-- TASK GOAL --
Rewrite every line of the data below as a numbered list, one item per line, leaving out any blank lines.

— start of MATERIAL —

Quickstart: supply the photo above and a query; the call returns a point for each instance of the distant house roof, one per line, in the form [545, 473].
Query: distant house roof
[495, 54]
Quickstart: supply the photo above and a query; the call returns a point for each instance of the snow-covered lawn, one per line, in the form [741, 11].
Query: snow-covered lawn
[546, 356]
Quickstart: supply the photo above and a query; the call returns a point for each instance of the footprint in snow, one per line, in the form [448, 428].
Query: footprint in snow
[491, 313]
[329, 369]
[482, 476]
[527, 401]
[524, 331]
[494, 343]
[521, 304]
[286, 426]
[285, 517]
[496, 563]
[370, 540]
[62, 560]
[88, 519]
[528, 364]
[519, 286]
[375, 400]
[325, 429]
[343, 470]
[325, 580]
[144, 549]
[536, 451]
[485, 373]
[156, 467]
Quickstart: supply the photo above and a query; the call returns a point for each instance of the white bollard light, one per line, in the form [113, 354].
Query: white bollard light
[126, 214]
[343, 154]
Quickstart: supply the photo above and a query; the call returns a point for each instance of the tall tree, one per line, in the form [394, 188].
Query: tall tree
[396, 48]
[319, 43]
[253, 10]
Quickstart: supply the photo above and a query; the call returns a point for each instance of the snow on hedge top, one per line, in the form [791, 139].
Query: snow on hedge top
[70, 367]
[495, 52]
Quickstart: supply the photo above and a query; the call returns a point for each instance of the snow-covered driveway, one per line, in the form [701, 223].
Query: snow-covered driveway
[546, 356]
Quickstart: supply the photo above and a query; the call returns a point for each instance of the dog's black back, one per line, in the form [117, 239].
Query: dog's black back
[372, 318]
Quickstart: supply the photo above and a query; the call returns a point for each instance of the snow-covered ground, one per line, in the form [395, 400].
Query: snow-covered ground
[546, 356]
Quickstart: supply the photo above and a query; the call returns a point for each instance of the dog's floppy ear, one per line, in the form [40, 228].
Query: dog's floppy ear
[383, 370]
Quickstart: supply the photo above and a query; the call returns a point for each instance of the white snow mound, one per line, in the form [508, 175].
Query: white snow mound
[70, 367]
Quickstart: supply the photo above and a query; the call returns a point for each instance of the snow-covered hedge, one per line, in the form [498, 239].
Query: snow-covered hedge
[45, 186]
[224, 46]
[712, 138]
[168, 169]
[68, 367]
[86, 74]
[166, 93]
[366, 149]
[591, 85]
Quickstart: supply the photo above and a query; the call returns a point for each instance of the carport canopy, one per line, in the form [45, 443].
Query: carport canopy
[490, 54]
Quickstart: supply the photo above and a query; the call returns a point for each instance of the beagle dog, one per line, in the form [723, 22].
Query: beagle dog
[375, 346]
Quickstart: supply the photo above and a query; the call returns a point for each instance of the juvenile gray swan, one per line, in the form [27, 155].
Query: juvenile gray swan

— end of MATERIAL —

-- RESULT OF THIS EXERCISE --
1. Quickstart: supply the photo above and a query; the call returns a point for each instance of the distant house roof, one per line, in the form [545, 473].
2. Query: distant house roof
3. [495, 54]
4. Quickstart: supply the photo above and a query; the call returns a point for each instance of the snow-covered lawn, one per line, in the form [741, 11].
5. Query: snow-covered lawn
6. [546, 356]
7. Quickstart: supply the photo above and a query; the call returns a point for each instance of the footprint in snow, one per line, in the form [448, 428].
8. Query: footprint in snow
9. [491, 313]
10. [329, 369]
11. [482, 476]
12. [527, 401]
13. [524, 331]
14. [494, 343]
15. [521, 304]
16. [286, 426]
17. [285, 517]
18. [496, 563]
19. [370, 540]
20. [62, 560]
21. [88, 519]
22. [528, 364]
23. [519, 286]
24. [375, 400]
25. [325, 429]
26. [343, 470]
27. [325, 580]
28. [144, 549]
29. [536, 451]
30. [485, 373]
31. [156, 467]
32. Quickstart: supply the photo above and a query; the call returns a point for each instance of the white bollard light, one per line, in the form [113, 354].
33. Query: white bollard light
34. [126, 214]
35. [343, 154]
36. Quickstart: supply the photo above and a query; the call returns a point for each instance of the tall tree, one per line, in the form [394, 188].
37. Query: tall tree
38. [396, 48]
39. [319, 43]
40. [253, 10]
41. Quickstart: supply the photo above and a query; the call returns a point for each instance of the snow on hedge top, one per line, in the form [791, 139].
42. Query: snow on hedge top
43. [70, 367]
44. [495, 52]
45. Quickstart: supply the photo above and a query; the call returns a point for each instance of the snow-covered driveway, one per line, in the form [701, 223].
46. Query: snow-covered driveway
47. [546, 356]
48. Quickstart: supply the photo above and a query; the call returns a point for each instance of the dog's black back, one per line, in the form [117, 239].
49. Query: dog's black back
50. [372, 318]
51. Quickstart: supply the photo above and a query; the call returns a point for each instance of the snow-covered ground, one per line, in the form [395, 400].
52. Query: snow-covered ground
53. [546, 356]
54. Quickstart: supply the photo above and a query; the call returns a point for each instance of the dog's floppy ear, one per line, in the form [40, 228].
55. Query: dog's floppy ear
56. [383, 370]
57. Quickstart: supply the photo above and a query; the call returns a point for each instance of the white snow mound, one per line, in the form [508, 175].
58. Query: white snow mound
59. [70, 367]
60. Quickstart: supply the photo above and a query; the call returns a point for each instance of the snow-covered hedge, one per line, in the form [498, 239].
61. Query: snow-covered hedge
62. [45, 186]
63. [224, 46]
64. [712, 138]
65. [168, 169]
66. [68, 367]
67. [86, 74]
68. [166, 93]
69. [366, 149]
70. [591, 85]
71. Quickstart: supply the photo above and a query; the call returns a point for each instance of the carport canopy, one per line, in the form [45, 443].
72. Query: carport canopy
73. [490, 54]
74. Quickstart: supply the photo above and a query; the call returns a point for each instance of the beagle dog, one per line, in the form [723, 22].
75. Query: beagle dog
76. [375, 346]
77. Quickstart: supply the photo above and a query; the call returns a point for each instance of the juvenile gray swan, one per line, in the form [27, 155].
78. Query: juvenile gray swan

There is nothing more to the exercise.